# [Verilen metin]
Işıl Özgentürk
Işıl Özgentürk isilozgenturk@gmail.com Son Yazısı / Tüm Yazıları

Türk halkı koyun değildir

06 Aralık 2020 Pazar

Evlere tıkıldık ya, kitap okuyorsun, yeni bir kitabın ilk taslağına başlıyorsun, dizi izliyorsun, müzik dinliyorsun ama evde zaman bir türlü geçmiyor. Böyle olunca da insan olmadık şeyler düşünüyor. Şimdi bir soru: Hani bir seçim olur da AKP ve ortakları yenilirse onların iktidarı paşa paşa devredeceklerini düşünüyor musunuz? Ben düşünmüyorum, hatta yeniden iktidara gelme ihtimalleri bile var. Hemen itiraz etmeyin. Çünkü anketler AKP’nin oylarının düştüğünü gösteriyorsa da diğer muhalefet partilerinin oylarının arttığına dair hiçbir belirti yok. “Halk bunlardan bıktı, açlık kapıda, ekonomi altüst” demeyin. Bunu biliyoruz, bilmediğimiz şey muhalefet partilerinin olur da iktidara gelirlerse ne yapacakları?

# [Gösterilen materyal]
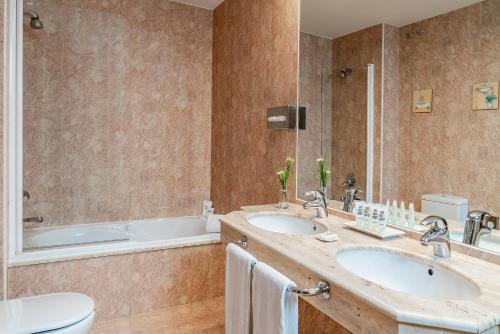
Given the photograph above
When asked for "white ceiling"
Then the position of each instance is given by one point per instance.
(334, 18)
(208, 4)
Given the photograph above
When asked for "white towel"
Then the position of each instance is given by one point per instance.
(275, 310)
(238, 286)
(213, 223)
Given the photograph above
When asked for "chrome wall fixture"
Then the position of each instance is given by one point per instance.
(322, 290)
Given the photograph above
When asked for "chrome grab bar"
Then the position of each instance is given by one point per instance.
(323, 290)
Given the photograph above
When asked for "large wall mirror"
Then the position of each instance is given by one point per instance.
(435, 109)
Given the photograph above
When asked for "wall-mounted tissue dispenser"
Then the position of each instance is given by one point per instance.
(285, 117)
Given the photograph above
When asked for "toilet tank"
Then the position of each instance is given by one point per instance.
(446, 206)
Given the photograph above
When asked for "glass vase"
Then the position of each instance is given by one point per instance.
(283, 203)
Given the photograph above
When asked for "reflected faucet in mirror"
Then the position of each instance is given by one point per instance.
(351, 192)
(318, 202)
(478, 223)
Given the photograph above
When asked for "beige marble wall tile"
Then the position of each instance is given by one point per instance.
(128, 284)
(117, 110)
(355, 51)
(451, 150)
(315, 93)
(255, 67)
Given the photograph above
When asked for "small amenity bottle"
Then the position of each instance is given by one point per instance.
(366, 215)
(411, 215)
(382, 219)
(402, 214)
(374, 220)
(394, 213)
(358, 212)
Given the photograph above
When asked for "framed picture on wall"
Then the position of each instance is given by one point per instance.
(422, 101)
(485, 96)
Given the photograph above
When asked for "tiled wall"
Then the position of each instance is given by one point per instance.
(255, 67)
(453, 149)
(315, 93)
(390, 114)
(117, 110)
(355, 51)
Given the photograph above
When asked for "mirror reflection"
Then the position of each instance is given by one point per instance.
(435, 111)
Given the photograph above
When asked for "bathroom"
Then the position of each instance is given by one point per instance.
(250, 166)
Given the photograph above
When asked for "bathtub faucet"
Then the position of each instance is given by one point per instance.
(37, 220)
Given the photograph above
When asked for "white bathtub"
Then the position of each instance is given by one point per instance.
(52, 244)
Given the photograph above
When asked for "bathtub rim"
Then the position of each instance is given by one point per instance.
(26, 258)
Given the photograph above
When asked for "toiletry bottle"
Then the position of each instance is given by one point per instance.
(411, 215)
(359, 207)
(402, 214)
(394, 213)
(382, 219)
(374, 220)
(388, 211)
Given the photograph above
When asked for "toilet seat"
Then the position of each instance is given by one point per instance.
(45, 313)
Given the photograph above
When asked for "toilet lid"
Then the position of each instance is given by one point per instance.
(43, 313)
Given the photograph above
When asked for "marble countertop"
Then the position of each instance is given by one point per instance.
(473, 316)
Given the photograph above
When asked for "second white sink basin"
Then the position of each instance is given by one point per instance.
(406, 273)
(280, 223)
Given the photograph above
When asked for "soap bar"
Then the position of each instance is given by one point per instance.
(327, 237)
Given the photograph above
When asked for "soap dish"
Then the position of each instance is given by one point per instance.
(387, 233)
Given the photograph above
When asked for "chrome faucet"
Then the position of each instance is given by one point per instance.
(350, 192)
(438, 236)
(318, 202)
(37, 220)
(478, 223)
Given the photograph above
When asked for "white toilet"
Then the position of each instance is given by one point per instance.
(60, 313)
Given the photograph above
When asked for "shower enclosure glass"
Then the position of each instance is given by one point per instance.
(336, 86)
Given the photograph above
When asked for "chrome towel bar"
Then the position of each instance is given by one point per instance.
(323, 290)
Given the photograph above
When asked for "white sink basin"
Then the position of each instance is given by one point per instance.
(280, 223)
(489, 242)
(405, 273)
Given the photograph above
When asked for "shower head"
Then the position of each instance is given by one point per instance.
(35, 22)
(345, 72)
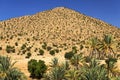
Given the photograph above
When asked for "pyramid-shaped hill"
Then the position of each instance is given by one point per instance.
(58, 26)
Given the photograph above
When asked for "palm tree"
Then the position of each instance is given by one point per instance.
(72, 74)
(8, 72)
(110, 65)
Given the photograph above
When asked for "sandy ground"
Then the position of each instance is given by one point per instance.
(21, 61)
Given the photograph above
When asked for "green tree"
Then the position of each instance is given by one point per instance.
(8, 72)
(93, 71)
(107, 46)
(76, 59)
(36, 69)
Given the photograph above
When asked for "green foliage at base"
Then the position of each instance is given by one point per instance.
(36, 69)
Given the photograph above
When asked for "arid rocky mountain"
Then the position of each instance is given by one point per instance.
(57, 26)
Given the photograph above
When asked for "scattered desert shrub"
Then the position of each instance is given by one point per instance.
(8, 72)
(36, 69)
(28, 55)
(49, 48)
(23, 46)
(57, 50)
(69, 55)
(44, 45)
(0, 48)
(10, 49)
(81, 47)
(23, 51)
(16, 44)
(41, 52)
(52, 52)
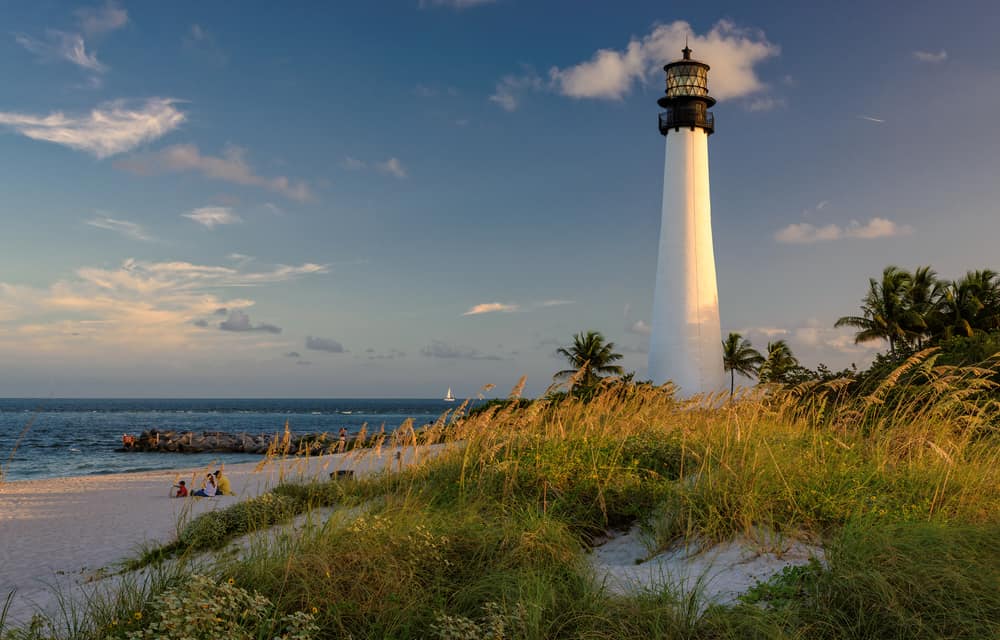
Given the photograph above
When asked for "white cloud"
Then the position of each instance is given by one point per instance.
(101, 20)
(124, 227)
(766, 103)
(60, 45)
(329, 345)
(441, 349)
(231, 166)
(109, 129)
(639, 328)
(731, 51)
(393, 167)
(139, 306)
(931, 56)
(239, 321)
(212, 216)
(454, 4)
(70, 46)
(805, 233)
(201, 43)
(813, 341)
(509, 89)
(491, 307)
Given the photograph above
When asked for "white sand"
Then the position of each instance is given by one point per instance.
(717, 574)
(56, 534)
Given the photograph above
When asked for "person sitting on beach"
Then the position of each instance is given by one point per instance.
(181, 490)
(222, 482)
(208, 489)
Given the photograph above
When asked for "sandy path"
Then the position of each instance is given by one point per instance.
(55, 533)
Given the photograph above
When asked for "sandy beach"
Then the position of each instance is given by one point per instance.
(59, 533)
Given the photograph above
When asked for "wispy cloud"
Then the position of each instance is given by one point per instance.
(766, 103)
(931, 56)
(70, 46)
(610, 74)
(213, 216)
(392, 167)
(805, 233)
(239, 322)
(491, 307)
(328, 345)
(124, 227)
(353, 163)
(95, 21)
(231, 166)
(138, 305)
(509, 91)
(109, 129)
(60, 45)
(639, 328)
(454, 4)
(199, 42)
(447, 351)
(504, 307)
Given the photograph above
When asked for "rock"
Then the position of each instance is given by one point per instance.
(224, 442)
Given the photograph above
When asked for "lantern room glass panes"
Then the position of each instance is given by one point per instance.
(687, 80)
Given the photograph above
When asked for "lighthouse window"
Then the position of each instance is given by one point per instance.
(687, 80)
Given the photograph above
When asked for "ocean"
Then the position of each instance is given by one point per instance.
(72, 437)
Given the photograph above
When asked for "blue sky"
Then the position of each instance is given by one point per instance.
(387, 199)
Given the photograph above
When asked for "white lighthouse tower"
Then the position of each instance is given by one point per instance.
(685, 344)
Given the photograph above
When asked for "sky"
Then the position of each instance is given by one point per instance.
(387, 199)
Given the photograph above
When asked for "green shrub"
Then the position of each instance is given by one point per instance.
(204, 609)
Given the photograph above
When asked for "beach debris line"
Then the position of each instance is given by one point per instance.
(155, 441)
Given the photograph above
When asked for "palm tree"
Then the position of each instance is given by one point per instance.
(970, 303)
(591, 358)
(739, 356)
(778, 363)
(885, 312)
(921, 299)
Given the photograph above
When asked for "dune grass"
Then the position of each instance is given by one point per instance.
(489, 538)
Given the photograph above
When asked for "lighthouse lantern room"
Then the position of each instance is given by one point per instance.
(686, 336)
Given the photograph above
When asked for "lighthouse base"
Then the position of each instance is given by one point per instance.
(686, 335)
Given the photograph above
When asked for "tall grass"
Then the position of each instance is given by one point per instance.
(488, 538)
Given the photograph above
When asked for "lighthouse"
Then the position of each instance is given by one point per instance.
(685, 344)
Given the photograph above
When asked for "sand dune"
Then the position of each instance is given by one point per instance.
(56, 534)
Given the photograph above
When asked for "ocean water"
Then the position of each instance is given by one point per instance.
(71, 437)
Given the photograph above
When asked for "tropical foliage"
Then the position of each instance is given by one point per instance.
(590, 359)
(914, 310)
(779, 365)
(739, 356)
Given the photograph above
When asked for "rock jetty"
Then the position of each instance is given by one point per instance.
(222, 442)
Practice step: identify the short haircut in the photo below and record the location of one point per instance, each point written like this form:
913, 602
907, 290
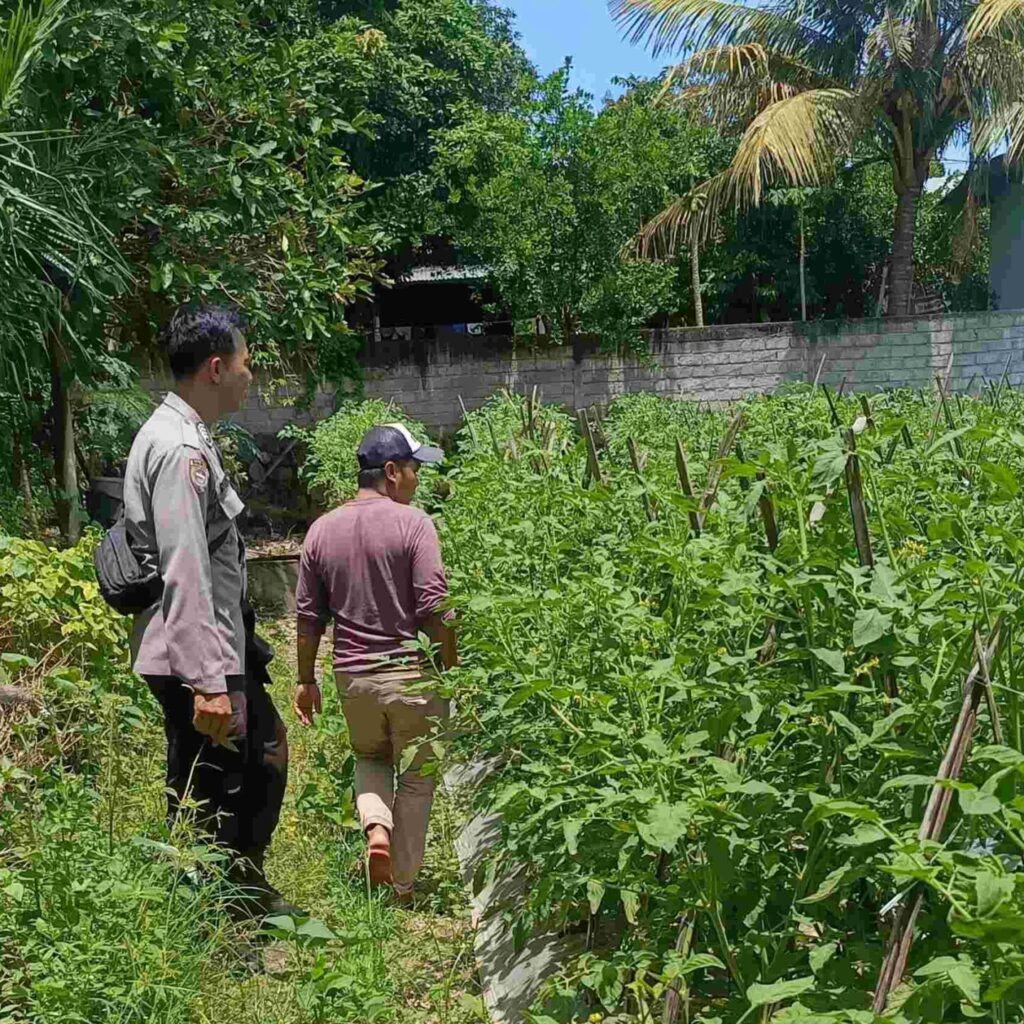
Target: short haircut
197, 332
372, 477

# [Yapılacak görevler]
a: Lütfen verilen metinde "Türk halkı koyun" sözlerinden başlayıp "gelirlerse ne yapacakları?" sözleri de dahil olmak üzere o kısmı aynen yazın.
b: Verilen metne göre şu soruları yanıtlayın:
(i) Yazının tarihi nedir?
(ii) Yazarın e-posta adresi nedir?
(iii) Yazara göre muhalefet partilerinin oylarının arttığına dair nasıl bir belirti var?

# [Görev çözümleri]
a:
Türk halkı koyun değildir

06 Aralık 2020 Pazar

Evlere tıkıldık ya, kitap okuyorsun, yeni bir kitabın ilk taslağına başlıyorsun, dizi izliyorsun, müzik dinliyorsun ama evde zaman bir türlü geçmiyor. Böyle olunca da insan olmadık şeyler düşünüyor. Şimdi bir soru: Hani bir seçim olur da AKP ve ortakları yenilirse onların iktidarı paşa paşa devredeceklerini düşünüyor musunuz? Ben düşünmüyorum, hatta yeniden iktidara gelme ihtimalleri bile var. Hemen itiraz etmeyin. Çünkü anketler AKP’nin oylarının düştüğünü gösteriyorsa da diğer muhalefet partilerinin oylarının arttığına dair hiçbir belirti yok. “Halk bunlardan bıktı, açlık kapıda, ekonomi altüst” demeyin. Bunu biliyoruz, bilmediğimiz şey muhalefet partilerinin olur da iktidara gelirlerse ne yapacakları?

b:
(i) 06 Aralık 2020 Pazar
(ii) isilozgenturk@gmail.com
(iii) Hiçbir belirti yok.